Records from a data source:
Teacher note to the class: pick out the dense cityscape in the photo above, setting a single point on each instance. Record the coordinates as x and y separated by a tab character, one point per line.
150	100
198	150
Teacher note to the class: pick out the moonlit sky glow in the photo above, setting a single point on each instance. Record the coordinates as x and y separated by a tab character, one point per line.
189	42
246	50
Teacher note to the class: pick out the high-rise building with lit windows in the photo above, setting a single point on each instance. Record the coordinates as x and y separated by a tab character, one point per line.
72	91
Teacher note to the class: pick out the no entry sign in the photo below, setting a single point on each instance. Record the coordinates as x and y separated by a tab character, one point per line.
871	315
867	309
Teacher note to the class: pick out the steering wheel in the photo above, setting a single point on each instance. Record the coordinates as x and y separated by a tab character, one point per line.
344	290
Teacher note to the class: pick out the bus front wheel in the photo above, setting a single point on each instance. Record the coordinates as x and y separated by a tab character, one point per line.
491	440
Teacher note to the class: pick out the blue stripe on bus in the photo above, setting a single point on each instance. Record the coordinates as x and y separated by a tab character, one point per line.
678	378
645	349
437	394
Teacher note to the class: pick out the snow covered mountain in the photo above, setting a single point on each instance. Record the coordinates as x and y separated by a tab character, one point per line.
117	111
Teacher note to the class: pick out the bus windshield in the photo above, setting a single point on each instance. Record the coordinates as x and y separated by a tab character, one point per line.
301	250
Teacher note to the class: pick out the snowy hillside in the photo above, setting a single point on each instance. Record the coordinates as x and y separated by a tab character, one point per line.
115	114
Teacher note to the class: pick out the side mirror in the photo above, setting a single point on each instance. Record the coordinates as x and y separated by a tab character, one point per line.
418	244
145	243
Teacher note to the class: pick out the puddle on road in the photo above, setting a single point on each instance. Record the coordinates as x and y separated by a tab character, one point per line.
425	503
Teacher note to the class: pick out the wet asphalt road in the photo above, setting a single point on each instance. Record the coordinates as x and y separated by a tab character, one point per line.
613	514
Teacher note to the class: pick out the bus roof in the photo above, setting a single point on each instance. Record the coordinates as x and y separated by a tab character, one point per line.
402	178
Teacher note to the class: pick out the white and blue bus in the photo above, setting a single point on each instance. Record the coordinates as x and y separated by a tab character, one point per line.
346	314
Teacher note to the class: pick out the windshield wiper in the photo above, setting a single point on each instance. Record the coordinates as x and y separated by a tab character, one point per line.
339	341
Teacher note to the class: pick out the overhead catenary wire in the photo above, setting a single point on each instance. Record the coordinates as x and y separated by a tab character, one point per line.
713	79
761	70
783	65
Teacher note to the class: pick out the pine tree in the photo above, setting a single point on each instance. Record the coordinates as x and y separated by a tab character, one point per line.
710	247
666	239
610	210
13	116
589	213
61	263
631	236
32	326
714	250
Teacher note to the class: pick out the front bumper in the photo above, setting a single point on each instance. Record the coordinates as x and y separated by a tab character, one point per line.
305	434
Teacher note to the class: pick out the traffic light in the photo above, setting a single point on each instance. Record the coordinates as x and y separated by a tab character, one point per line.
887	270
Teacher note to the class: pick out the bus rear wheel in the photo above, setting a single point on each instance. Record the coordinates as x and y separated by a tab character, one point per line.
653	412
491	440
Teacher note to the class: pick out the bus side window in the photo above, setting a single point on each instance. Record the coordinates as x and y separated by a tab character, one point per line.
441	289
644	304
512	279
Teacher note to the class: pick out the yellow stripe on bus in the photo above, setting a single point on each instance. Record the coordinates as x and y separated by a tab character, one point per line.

Description of the task |
Each line of the records should be repeated exactly as it stands.

Result for this exercise |
Teacher note to the class: pick out the dense cityscape in the photo above, setting a single point on each instance. Record the coordinates as x and y separated by a tab character, one point per line.
150	100
198	150
Teacher note to the class: pick out the moonlit sky glow in the photo above, setting a single point on each instance. Record the coordinates as x and y separated by a tab character, one point per line.
189	42
246	50
Teacher note to the class: pick out the high-rise building with lit windows in the photo above, setting a single point on each instance. Record the coordinates as x and y separated by a tab character, one point per line.
72	91
Teacher note to the class: pick out the no entry sign in the photo below, setting a single point on each instance. Record the coordinates as x and y separated by a tab character, one point per line.
871	315
867	309
Teacher note to the class: pick out the steering wheel in the photo above, setting a single point on each instance. Record the coordinates as x and y separated by a tab character, one point per line.
344	290
Teacher note to the class: pick out the bus front wheel in the photo above, setting a single point on each instance. Record the coordinates as x and y separated by a tab character, one point per line.
491	440
Teacher note to the class: pick out the blue stripe on bus in the photo above, setting a single point on each instance. Record the coordinates as x and y separated by a tab character, one point per line.
678	378
645	349
437	394
Teacher note to the class: pick out the snow covered mountain in the photo above, setting a single point on each instance. Record the coordinates as x and y separated by a tab character, one point per line.
117	111
Teacher note to the class: pick out the bus windshield in the photo above, setting a single point on each instance. Record the coordinates as x and y separated by a tab character, one point per line.
301	250
Teacher note to the class: pick out the snowy hillside in the photo above, setting a single point on each instance. Record the coordinates as x and y separated by a tab character, one point per line.
115	114
Teacher note to the class: pick out the side mirror in the photo above, setting a single point on each instance. Record the coordinates as x and y separated by a tab character, one point per line.
418	244
145	243
Teacher note to the class: pick out the puddle on road in the photo above, setting a single point on each instance. Record the coordinates as x and y separated by a tab character, one point per line.
425	503
Teacher note to the class: pick out the wet asphalt road in the photo above, setting a single point on each instance. Record the coordinates as x and y separated by a tab character, one point per line.
613	514
Teacher note to the class: pick out the bus roof in the photo above, setting a single point on each instance. Record the coordinates as x and y separated by a tab character, one point per line.
402	178
Teacher note to the class: pick out the white and blue bus in the photo above, setting a single point on each instance. Record the coordinates as x and y separated by a tab character, one point per line.
346	314
Teacher note to the class: pick out the windshield wiper in the photo above, setting a single point on each instance. Record the coordinates as x and y separated by a tab character, one point per line.
339	341
Teacher note to the class: pick out the overhead catenary wire in the photo above, setting a single point on each instance. Record the coordinates as x and y separated by a tab character, one point per line.
713	79
761	70
783	65
Teacher note to the class: pick out the pine tree in the photo above, setting a single point on each instance. Record the coordinates as x and y separated by a tab character, one point per line.
710	247
666	239
610	210
13	116
589	213
61	263
631	236
32	326
714	250
Teacher note to the class: pick out the front bumper in the photo above, setting a single point on each instance. Record the coordinates as x and y separated by a tab character, one point per line.
305	434
Teacher note to the class: pick out the traffic light in the photo above, setting a single point on each instance. Record the coordinates as x and y separated by a tab character, one point per line.
887	270
Teacher note to the class: pick out the bus rear wheel in the photo above, setting a single point on each instance. Record the coordinates as x and y separated by a tab character, one point per line.
653	412
491	440
Teacher note to the class: pick out the bus side window in the photo above, setting a single point on each instance. Record the coordinates as x and y separated by a tab character, one point per line.
441	289
644	304
512	279
Teacher note to the class: pick out the yellow stripe on bus in the photo above, setting a single point on each instance. Record the coordinates as x and y separated by a tab character, one point per line.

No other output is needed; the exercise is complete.